While most would-be parents fully intend to meet their kids’ needs, it’s not unusual for many of them to have no clue at all about the extent of the provisions needed to truly care for and protect their offspring.
Glenn Super, and his wife, was a friend of ours. They had two young sons. Eventually, as the family breadwinner, they came to realize that his boys would be unprotected in the event of Glenn’s death.
He applied for health insurance. The physical examination revealed that Glenn had prostate cancer. He was uninsurable. When he died at 50 he left his family with very little in the way of financial security. Patti had to work while raising her kids and she depended on Glenn’s parents for help.
We have a neighbor here in San Jose. He and his wife have nine children living at home. Juan Gutierrez [name changed] has late stage leukemia and, as Christmas nears, is close to death. He has health insurance. What Juan, the sole support of his family, does not have is life insurance. It would seem that he and his wife were more involved in the numerical growth of their family than in the protection of the kids they had early on.
Every house in the neighborhood has received a flyer from a pair of the Gutierrez’s caring neighbors asking for assistance., food donations, dish soap, toilet paper and myriad other grocery items. It appears that Juan’s family is in such dire need that their neighbors are requesting such basic items as toilet paper, dish soap and rice to sustain them. So while Juan is in the final stages of his life, at home receiving hospice care, he and his wife are left to worry about what will become of their kids and their home.
This brings up two important issues that we discuss in our book, Enough of Us. The first is the burdens that children put upon their parents. The second is the burden parents can heap upon their kids.

Problems and tasks -
• 1. In the insurance text, how many children does the San Jose neighbor have living at home?
• 2. Condense the paragraph of the insurance text that begins "He applied for health insurance" into a short bulleted list, keeping its main facts.
• 3. Continue the insurance text from its final sentence.
The lines after the insurance text are unrelated to it.

Records supplied -
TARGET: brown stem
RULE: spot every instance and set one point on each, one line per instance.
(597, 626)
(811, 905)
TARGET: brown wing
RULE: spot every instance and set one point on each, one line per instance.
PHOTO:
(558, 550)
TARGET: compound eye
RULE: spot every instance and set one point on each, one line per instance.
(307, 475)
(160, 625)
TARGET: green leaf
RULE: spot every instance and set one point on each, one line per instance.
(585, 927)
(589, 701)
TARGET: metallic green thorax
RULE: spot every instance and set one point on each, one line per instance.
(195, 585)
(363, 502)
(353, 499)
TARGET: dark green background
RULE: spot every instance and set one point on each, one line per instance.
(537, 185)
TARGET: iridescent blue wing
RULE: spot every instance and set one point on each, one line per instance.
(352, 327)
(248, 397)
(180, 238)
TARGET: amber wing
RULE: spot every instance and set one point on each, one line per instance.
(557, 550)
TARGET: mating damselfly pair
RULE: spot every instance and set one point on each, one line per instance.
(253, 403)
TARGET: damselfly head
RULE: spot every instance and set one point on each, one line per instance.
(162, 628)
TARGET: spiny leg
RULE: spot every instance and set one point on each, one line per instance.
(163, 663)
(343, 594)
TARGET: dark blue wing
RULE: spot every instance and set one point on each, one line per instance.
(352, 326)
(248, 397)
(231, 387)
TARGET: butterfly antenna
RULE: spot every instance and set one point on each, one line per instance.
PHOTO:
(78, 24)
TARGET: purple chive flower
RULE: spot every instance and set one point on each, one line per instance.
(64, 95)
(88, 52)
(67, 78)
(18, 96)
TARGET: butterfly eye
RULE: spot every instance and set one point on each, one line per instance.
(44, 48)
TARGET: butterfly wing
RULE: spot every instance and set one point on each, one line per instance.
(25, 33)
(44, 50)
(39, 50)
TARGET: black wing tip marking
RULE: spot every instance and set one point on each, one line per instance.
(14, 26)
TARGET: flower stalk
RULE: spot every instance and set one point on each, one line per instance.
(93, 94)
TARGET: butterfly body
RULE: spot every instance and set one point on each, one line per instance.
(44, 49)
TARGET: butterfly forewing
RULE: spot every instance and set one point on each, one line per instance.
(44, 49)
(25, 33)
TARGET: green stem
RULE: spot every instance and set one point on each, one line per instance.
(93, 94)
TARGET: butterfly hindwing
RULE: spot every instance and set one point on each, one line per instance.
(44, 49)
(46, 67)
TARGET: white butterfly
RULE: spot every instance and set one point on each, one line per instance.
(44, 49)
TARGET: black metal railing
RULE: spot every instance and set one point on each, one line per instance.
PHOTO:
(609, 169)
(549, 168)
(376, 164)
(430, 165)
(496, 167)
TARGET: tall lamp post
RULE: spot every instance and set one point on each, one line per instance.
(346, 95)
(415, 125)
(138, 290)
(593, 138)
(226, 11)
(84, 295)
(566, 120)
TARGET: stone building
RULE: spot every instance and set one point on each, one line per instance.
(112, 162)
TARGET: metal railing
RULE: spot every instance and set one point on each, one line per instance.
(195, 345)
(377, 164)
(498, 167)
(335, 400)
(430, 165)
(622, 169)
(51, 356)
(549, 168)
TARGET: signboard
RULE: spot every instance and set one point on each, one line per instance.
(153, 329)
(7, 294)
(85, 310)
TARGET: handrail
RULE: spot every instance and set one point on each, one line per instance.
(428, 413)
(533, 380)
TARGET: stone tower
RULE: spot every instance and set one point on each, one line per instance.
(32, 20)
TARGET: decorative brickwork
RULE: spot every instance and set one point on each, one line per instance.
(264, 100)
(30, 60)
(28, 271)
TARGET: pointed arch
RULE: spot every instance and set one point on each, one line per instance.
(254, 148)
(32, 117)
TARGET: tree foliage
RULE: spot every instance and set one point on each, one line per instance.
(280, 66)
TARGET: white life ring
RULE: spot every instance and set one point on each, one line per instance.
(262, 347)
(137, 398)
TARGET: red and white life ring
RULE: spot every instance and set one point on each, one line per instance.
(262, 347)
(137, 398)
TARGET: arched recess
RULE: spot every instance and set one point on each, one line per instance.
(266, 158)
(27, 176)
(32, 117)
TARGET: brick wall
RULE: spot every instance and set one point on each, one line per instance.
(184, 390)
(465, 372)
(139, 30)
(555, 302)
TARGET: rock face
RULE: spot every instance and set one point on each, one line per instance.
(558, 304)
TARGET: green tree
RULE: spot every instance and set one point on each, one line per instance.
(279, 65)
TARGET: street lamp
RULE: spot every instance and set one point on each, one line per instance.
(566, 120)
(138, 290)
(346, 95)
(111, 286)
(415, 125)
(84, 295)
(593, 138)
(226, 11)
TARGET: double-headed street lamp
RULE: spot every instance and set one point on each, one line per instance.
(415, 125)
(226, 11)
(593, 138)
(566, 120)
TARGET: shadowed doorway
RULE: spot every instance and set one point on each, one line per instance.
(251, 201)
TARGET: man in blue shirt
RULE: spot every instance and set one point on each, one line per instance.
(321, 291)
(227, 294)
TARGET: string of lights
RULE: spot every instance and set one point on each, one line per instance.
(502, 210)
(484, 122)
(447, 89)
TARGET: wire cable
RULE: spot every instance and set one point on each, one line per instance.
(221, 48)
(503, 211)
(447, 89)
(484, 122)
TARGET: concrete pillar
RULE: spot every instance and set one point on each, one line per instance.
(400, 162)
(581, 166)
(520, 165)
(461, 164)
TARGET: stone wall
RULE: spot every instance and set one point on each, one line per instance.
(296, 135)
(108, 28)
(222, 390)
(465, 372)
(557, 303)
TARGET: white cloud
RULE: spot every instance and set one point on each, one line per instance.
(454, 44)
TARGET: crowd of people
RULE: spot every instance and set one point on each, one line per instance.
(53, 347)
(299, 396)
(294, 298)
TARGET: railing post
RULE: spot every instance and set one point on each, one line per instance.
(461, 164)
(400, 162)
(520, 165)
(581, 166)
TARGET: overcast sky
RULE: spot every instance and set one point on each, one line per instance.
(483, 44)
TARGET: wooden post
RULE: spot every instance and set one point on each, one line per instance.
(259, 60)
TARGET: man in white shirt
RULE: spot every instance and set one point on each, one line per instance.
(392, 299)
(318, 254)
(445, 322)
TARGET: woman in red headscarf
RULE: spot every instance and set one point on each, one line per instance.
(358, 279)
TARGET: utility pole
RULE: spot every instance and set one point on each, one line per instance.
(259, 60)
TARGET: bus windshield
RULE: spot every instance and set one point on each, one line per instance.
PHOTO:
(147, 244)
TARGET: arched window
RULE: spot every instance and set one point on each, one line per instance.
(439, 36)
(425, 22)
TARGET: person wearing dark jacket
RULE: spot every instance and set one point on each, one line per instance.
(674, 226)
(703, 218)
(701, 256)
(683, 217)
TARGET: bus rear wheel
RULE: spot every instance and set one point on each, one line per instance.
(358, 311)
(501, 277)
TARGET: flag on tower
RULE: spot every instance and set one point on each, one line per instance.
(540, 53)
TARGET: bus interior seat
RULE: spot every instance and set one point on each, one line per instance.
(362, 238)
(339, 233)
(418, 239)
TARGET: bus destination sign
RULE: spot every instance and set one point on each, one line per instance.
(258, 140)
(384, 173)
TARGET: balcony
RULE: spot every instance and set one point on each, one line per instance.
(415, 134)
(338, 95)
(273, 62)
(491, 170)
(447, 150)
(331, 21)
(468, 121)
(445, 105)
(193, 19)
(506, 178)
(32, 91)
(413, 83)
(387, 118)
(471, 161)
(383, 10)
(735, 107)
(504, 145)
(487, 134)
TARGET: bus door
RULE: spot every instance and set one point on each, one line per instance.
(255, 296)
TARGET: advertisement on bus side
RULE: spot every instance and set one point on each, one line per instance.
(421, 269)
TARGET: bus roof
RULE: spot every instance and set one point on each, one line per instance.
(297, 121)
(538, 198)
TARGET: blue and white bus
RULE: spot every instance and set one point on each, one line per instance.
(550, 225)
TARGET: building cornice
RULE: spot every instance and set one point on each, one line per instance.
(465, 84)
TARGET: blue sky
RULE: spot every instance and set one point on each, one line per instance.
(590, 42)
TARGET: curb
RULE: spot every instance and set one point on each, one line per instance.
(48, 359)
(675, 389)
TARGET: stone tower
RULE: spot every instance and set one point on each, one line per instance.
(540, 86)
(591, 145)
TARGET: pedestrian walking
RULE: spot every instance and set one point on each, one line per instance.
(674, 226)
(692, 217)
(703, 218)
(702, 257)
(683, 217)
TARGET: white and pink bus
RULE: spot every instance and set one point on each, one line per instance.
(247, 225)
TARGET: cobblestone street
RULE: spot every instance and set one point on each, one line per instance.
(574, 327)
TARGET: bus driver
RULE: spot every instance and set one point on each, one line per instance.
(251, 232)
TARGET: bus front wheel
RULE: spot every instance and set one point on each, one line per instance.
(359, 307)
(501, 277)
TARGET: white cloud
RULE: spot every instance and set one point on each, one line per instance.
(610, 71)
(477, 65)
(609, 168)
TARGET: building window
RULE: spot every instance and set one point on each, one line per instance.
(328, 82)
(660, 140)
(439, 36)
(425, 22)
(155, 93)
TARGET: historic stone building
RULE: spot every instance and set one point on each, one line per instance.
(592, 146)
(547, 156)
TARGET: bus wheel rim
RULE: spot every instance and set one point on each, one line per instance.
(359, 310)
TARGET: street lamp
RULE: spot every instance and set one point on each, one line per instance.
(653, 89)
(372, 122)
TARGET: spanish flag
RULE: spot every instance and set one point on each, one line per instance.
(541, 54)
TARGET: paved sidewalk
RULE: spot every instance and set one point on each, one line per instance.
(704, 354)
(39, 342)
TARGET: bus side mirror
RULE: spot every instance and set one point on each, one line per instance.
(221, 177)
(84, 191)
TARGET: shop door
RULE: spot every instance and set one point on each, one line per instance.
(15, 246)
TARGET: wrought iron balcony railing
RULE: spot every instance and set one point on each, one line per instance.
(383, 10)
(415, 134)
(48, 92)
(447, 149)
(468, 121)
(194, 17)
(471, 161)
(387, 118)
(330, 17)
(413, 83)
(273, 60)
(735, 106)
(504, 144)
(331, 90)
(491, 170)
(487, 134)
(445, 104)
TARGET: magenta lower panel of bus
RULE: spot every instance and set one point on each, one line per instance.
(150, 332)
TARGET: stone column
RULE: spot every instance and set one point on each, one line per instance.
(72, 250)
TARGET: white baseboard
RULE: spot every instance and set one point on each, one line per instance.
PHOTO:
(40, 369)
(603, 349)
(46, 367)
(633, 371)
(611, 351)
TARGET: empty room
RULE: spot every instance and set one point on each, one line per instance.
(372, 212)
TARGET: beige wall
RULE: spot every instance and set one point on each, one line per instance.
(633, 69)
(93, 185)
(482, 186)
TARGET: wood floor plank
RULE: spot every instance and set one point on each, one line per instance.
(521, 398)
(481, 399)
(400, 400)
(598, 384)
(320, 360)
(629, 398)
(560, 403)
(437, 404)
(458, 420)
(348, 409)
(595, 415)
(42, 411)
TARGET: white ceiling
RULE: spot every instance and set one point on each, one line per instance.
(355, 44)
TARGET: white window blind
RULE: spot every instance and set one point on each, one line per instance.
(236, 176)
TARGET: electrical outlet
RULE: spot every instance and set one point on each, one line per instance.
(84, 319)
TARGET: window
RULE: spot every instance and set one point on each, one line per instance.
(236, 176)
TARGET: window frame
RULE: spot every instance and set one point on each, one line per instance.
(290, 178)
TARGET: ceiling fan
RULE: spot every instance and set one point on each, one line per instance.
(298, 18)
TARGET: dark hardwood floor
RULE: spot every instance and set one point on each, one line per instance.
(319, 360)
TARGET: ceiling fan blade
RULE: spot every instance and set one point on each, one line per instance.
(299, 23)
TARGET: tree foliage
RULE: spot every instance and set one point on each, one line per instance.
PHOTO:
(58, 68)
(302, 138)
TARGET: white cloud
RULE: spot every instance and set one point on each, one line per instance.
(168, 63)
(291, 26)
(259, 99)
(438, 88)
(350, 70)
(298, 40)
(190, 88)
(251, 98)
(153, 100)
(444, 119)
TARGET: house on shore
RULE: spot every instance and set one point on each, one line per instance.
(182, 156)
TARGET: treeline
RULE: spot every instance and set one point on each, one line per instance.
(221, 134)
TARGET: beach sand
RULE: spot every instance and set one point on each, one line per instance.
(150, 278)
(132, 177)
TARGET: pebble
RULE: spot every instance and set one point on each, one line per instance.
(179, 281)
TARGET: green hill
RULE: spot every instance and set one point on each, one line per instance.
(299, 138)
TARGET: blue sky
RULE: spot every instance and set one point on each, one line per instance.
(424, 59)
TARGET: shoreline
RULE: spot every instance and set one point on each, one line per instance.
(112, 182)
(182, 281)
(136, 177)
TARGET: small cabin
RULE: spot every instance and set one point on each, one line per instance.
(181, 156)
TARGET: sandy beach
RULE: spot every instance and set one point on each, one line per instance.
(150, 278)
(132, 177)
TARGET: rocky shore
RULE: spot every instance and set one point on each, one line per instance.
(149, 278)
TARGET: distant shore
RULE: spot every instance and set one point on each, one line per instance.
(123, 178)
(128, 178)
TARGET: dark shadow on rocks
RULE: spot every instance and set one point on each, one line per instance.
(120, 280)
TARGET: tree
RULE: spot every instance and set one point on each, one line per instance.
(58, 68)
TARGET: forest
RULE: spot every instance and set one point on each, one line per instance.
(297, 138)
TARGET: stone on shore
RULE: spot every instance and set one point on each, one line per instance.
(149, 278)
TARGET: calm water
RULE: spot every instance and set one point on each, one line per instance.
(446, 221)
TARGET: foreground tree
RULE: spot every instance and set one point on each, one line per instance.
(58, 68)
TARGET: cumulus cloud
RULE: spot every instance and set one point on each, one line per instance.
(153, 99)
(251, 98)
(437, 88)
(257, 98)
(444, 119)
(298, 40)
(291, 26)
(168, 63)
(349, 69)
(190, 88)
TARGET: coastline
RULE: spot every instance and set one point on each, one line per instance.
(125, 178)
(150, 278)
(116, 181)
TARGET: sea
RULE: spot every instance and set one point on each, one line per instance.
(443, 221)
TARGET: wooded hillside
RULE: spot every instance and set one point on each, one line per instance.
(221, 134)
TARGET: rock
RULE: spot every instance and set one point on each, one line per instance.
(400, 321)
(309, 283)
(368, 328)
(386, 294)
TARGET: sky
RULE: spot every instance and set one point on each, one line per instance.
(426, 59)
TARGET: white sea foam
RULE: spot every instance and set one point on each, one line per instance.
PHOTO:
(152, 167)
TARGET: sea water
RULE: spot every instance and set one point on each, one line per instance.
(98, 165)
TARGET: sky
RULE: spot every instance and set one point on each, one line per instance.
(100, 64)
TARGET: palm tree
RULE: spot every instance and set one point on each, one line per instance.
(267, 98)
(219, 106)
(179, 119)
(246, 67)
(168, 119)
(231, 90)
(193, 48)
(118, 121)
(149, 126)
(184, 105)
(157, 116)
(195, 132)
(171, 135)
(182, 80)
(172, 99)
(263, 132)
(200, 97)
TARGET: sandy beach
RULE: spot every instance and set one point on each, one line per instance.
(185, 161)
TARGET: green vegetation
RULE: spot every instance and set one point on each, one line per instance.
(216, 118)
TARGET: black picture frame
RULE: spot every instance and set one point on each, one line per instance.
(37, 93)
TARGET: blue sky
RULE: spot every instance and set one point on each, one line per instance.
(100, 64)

Answer list -
• 1. Nine.

• 2.
- Glenn applied for health insurance.
- His physical examination revealed prostate cancer, which made him uninsurable.
- He died at 50, leaving his family little financial security.
- Patti worked while raising the children and relied on Glenn's parents for help.

• 3.
All parents should provide for the food, shelter, health and safety, education and love their children require. And these obligations include providing for unfortunate contingencies, like medical expenses or the death of a parent. How, we wonder, can people who are not able to provide life insurance for their children, have so many of them?
It is our contention that having children is the most selfish act in which moral and ethical people indulge. We won’t go into all the reasons here. But the situation for the unfortunate Gutierrez family illustrates how even a loving family can be selfish. By not giving priority to the financial security of the children they already had, starting with the first one, they fated their kids to potentially demoralizing life situations. By, say, purchasing insurance to take care of their first three children before making a fourth, the family might now be smaller, and the kids would not be facing threats to their stability on top of dealing with the loss of their father and breadwinner.
No one should be having kids when they cannot guarantee meeting their basic necessities. It creates a burden for the parents and, especially, for their kids.